:: Extrait présenté ::
/---
La réalité, tout d’abord, chose fuyante, mouvante, ambiguë, contradictoire, énigme sans autre solution que celle que chacun, de par ce qu’il est, veut et peut, va lui donner, scénario entre les mille autre possibles (au beau milieu d’un récit, Borges nous assène tranquillement: « et ces choses, qui auraient pu être autres… »), donnée point objective qui déploie voiles, masques et travestissements à foison pour justement nous éloigner du Réel, nous le cacher, nous arracher à lui pour que l’aliénante transparence enfin meure…Le Réel ensuite, en qui s’incarne ce qui EST vraiment, lui qui mord, altère et corrompt sans possible échappatoire, et que tant de gens fuient, occultent ou refusent précisément parce qu’il est diablement difficile à accepter (« Le monde, malheureusement, est réel; moi, malheureusement, je suis Borges. », susurrait à notre oreille attentive le clairvoyant Aveugle…).
Roberto Bolaño clôt l’un de ses livres essentiels par la phrase: «Qu’est-ce qu’il y a derrière la fenêtre? ». Eh bien, le Réel, justement, nous prend-il envie de dire, ce qu’il y a derrière l’apparence, au-delà du double fond, une fois bien grattée la surface, ce à quoi l’on ne saurait accéder qu’en traversant, pour le dire d’un doux, mais cruel euphémisme, les « données immédiates« …
Quelqu’un que j’estime m’a demandé il y a quelque temps pourquoi faut-il toujours que je m’en aille, tôt ou tard, de partout, sans exception. L’une des raisons, la voilà ( il y en a bien d’autres…):
« N’étant pas versés dans l’écoute, ils ne savent pas non plus parler. »
\---
:: Consigne A ::
Repérez dans les enregistrements ci-dessous chaque ligne qui contient la chaîne « distant » et recopiez-les toutes.

:: Données fournies ::
/---
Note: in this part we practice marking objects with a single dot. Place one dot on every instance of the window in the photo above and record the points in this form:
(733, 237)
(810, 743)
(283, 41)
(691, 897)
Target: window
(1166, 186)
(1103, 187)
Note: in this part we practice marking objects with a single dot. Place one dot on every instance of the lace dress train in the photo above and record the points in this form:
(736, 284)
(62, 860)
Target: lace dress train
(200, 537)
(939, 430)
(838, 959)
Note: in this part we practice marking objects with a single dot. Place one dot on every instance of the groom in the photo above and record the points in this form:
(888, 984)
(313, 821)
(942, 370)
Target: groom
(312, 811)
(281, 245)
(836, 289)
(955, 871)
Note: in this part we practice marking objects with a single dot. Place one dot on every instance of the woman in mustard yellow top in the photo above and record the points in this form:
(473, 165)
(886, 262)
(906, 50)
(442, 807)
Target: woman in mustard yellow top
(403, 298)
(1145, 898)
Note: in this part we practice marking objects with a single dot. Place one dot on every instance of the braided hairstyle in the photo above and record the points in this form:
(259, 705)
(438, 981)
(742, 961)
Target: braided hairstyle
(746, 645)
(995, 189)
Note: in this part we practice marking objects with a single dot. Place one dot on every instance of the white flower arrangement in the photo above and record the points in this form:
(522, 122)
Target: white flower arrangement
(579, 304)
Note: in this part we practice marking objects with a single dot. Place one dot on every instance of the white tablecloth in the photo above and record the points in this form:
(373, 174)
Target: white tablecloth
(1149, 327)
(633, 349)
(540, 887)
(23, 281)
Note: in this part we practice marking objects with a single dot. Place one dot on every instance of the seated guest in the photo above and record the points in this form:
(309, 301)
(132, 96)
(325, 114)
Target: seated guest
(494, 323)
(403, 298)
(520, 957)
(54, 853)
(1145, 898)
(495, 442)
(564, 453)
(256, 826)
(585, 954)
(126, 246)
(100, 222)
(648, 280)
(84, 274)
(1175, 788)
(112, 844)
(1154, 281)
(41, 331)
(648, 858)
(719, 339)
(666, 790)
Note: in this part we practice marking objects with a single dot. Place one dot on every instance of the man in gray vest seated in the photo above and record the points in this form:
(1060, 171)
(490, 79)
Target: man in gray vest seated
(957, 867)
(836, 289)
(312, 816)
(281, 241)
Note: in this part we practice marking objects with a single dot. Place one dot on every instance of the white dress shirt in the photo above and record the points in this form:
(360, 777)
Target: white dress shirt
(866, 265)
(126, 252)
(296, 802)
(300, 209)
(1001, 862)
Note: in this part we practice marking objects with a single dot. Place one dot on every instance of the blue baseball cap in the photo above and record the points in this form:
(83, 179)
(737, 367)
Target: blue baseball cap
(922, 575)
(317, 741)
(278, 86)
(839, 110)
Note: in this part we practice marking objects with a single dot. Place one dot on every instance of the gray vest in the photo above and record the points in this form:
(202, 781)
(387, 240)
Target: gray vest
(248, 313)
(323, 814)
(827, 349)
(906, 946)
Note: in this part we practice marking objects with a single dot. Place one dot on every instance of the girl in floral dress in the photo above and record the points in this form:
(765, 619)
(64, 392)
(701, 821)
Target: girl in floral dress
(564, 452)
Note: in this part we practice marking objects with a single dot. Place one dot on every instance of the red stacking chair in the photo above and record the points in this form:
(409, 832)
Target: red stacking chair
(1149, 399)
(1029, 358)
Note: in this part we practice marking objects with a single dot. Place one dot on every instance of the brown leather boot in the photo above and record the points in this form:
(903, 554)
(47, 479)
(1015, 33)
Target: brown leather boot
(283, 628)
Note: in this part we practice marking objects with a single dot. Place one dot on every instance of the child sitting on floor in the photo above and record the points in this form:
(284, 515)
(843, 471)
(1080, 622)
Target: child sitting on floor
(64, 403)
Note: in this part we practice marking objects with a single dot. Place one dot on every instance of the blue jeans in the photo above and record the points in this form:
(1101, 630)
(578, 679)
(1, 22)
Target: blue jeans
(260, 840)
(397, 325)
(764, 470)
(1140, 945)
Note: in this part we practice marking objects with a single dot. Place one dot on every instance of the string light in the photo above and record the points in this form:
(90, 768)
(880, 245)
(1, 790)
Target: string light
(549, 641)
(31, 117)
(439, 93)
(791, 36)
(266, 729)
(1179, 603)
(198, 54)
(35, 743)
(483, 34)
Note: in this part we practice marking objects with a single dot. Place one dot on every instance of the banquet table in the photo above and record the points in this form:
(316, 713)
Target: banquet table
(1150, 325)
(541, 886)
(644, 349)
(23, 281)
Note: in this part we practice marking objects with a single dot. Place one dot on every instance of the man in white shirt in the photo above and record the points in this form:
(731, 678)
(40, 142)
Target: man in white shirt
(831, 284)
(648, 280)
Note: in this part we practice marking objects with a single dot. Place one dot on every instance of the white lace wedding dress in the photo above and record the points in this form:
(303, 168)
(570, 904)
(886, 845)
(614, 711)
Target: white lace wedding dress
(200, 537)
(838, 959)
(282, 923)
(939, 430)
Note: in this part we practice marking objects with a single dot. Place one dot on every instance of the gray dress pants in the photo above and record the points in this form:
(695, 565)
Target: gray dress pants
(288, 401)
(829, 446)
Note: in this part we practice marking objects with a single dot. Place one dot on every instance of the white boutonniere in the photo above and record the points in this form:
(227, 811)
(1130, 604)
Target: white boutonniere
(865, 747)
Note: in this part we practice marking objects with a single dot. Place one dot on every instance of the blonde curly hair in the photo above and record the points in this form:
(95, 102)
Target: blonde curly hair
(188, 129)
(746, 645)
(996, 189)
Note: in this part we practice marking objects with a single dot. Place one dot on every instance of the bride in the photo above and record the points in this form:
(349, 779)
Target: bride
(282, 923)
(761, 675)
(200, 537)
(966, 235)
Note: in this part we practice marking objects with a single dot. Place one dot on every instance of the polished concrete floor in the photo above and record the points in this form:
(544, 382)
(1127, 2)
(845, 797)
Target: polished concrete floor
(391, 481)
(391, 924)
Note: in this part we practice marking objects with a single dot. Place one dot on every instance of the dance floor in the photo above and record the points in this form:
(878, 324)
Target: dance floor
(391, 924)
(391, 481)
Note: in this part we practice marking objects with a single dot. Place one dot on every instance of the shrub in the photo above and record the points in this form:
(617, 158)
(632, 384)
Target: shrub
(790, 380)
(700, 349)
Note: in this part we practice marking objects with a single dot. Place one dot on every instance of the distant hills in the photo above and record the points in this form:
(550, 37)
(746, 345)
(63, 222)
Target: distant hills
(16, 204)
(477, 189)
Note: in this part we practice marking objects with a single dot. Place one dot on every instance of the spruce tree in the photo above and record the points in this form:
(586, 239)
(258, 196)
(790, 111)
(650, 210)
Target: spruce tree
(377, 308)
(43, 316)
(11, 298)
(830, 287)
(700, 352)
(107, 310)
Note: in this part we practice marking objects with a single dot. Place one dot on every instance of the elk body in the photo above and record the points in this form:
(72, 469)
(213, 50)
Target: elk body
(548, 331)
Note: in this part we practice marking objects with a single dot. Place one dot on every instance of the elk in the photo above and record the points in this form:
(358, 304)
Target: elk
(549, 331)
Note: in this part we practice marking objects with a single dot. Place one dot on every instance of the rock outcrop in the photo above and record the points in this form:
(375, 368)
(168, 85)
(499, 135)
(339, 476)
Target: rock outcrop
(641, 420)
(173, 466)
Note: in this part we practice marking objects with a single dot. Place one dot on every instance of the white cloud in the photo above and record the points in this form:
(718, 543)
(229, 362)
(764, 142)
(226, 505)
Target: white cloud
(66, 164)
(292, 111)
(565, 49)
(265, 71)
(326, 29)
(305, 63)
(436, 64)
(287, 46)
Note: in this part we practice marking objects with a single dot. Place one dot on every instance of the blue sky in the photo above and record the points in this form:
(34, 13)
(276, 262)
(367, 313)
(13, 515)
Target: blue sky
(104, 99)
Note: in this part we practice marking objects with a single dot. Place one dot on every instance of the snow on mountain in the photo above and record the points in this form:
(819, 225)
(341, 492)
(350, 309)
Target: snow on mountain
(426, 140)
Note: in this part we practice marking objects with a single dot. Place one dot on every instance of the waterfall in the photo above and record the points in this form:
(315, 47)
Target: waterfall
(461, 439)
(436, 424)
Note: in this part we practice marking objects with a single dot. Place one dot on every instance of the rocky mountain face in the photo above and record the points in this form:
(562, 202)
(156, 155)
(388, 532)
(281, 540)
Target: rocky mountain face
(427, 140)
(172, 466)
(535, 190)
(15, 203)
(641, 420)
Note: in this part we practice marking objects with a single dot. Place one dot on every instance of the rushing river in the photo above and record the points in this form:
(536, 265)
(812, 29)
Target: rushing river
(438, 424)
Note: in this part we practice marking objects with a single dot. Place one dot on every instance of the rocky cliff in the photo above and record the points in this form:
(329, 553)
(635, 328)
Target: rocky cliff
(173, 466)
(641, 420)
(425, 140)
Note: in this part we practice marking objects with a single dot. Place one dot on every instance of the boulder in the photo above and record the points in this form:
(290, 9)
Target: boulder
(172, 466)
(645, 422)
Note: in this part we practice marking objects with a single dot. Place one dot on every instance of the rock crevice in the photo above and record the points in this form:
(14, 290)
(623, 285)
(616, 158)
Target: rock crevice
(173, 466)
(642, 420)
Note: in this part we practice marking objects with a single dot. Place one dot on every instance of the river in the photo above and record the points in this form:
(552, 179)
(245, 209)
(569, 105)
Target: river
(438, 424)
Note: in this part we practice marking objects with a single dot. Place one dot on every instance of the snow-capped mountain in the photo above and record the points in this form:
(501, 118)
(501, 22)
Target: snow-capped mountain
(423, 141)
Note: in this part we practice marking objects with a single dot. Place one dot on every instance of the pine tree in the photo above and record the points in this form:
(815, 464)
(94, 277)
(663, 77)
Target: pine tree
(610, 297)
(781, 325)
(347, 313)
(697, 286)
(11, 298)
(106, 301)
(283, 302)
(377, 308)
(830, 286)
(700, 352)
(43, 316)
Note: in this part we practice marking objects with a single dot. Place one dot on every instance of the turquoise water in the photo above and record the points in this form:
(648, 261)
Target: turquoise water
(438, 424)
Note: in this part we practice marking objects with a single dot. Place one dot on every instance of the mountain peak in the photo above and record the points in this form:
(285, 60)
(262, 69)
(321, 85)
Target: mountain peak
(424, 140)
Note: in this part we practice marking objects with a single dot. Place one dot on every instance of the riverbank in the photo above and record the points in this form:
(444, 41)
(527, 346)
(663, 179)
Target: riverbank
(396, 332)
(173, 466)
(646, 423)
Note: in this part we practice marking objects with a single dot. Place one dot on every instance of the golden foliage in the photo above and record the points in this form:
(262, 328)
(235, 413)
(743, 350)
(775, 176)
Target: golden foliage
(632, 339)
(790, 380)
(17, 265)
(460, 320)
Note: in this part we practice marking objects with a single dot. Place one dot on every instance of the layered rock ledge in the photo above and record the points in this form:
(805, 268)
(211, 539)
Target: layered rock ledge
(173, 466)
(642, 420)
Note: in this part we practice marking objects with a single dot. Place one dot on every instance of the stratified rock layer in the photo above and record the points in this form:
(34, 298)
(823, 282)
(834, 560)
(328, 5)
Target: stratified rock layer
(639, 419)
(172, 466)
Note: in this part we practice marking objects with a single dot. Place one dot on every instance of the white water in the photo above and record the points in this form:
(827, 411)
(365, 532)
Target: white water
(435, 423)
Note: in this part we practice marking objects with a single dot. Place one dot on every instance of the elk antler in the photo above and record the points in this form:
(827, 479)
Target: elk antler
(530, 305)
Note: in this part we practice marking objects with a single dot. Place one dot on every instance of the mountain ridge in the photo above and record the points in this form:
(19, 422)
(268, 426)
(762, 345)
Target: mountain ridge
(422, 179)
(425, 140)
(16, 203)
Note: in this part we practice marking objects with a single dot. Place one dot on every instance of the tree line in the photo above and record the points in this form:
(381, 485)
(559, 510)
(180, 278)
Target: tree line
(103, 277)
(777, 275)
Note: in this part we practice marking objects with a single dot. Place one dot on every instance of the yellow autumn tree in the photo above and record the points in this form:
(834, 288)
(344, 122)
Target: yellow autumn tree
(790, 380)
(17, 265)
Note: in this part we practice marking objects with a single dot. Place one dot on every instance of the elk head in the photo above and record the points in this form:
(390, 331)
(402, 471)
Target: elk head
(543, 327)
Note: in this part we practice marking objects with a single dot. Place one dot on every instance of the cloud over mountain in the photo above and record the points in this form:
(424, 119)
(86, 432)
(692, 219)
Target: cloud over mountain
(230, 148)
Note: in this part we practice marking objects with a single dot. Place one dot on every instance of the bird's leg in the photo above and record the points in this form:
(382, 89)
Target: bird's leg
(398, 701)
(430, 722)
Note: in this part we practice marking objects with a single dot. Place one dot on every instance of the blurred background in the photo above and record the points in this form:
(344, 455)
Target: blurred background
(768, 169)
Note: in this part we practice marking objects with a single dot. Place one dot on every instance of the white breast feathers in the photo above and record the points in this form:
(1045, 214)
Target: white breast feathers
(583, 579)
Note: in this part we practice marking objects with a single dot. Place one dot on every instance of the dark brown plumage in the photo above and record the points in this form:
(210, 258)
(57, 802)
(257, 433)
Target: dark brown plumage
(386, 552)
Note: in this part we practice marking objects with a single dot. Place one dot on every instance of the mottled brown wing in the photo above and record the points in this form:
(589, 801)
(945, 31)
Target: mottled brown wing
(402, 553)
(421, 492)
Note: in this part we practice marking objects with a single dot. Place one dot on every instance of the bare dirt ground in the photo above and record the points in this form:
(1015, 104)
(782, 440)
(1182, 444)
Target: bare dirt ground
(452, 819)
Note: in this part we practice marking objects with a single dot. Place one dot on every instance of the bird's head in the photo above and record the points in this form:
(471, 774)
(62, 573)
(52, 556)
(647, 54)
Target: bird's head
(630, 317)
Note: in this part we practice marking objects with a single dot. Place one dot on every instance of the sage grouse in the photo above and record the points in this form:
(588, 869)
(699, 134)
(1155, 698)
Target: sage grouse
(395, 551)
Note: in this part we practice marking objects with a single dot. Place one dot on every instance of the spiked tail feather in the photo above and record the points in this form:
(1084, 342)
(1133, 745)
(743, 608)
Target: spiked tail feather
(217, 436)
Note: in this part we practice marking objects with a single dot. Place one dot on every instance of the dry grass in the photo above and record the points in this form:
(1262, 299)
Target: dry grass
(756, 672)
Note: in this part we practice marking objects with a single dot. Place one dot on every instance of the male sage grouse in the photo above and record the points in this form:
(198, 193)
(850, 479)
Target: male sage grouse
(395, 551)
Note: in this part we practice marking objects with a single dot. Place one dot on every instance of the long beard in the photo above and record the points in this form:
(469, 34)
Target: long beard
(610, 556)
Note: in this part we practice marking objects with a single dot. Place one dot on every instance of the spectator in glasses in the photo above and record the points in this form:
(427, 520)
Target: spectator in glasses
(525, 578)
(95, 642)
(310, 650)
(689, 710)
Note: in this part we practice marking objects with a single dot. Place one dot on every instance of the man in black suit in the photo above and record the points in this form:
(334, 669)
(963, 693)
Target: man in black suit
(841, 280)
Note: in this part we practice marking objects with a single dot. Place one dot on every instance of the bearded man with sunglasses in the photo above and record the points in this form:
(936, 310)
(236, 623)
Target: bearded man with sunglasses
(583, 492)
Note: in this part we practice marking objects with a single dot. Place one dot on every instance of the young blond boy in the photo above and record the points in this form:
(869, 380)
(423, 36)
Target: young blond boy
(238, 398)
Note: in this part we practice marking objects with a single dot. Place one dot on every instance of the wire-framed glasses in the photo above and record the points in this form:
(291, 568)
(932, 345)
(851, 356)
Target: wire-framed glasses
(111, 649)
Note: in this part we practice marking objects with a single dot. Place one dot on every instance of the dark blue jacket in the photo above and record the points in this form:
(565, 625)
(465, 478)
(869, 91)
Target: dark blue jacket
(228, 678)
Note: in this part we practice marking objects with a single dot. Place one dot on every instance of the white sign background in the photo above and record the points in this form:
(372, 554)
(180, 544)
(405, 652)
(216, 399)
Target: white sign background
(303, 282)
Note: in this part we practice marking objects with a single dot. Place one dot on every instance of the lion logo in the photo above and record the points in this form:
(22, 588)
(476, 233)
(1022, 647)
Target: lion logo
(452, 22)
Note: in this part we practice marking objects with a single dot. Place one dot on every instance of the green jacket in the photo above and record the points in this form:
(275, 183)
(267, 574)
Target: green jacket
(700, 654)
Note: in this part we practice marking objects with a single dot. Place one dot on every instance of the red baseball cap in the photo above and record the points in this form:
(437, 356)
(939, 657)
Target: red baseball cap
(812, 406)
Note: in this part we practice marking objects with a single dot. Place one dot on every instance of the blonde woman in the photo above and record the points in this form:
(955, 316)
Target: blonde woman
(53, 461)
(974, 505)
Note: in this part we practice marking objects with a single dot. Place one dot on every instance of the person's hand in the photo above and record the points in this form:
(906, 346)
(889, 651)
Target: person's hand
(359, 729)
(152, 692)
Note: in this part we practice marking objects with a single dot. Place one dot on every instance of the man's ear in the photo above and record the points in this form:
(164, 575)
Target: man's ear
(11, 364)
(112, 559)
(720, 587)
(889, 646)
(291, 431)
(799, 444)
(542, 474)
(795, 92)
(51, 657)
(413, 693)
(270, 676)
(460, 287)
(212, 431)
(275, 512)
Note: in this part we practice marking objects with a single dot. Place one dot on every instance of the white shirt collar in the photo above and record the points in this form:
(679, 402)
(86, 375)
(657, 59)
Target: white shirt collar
\---
:: Consigne B ::
Rédigez la suite de l'extrait plus haut sur la réalité et le Réel, en reprenant juste après sa dernière phrase.

:: Réponse rédigée A ::
Note: in this part we practice marking objects with a single dot. Place one dot on every instance of the distant hills in the photo above and record the points in this form:
Target: distant hills

:: Réponse rédigée B ::
(Héraclite)
– Aurélien Ferenczy: A quoi ressemblait la cinéphilie à cette époque-là?
(décennie ’75 – ’85 – sous-entendu en fonction de propos antérieurs)
– Paulo Branco: Elle était joyeuse, partageuse, jamais morbide comme aujourd’hui. On essayait de comprendre d’où venaient les références des films que l’on aimait: on ne pouvait pas avoir lu « Ulysse » de Joyce sans connaître Homère. Pareil pour le cinéma. Quelqu’un comme Serge Daney n’était pas un intellectuel, le plaisir de la découverte était plus fort que tous les dogmes.
Pour qui ne le saurait pas, Paulo Branco est le producteur d’une quantité invraisemblable de films d’auteur et de qualité sortie sur les écrans tout au long des trente-cinq dernières années. Si je souscris entièrement à ses propos, ce n’est pas seulement parce qu’ils me paraissent coller singulièrement à la réalité des choses vues et vécues à ce moment-là, mais aussi – surtout, peut-être – parce qu’il me semble évident qu’être encore vivant à une époque n’est en rien une raison suffisante pour y adhérer, la supporter et encore moins l’aimer et bien s’y sentir. C’est – vous vous en doutiez, j’en suis certain – mon cas pour ce qui est de la nôtre…
« Les hommes inventifs vivent tout autrement que les actifs: il leur faut du temps pour que se déclanche leur activité irrégulière et sans but; expériences, nouvelles voies, ils tãtonnent plutôt qu’ils ne se contentent d’emprunter les chemins frayés… »
(Nietzsche)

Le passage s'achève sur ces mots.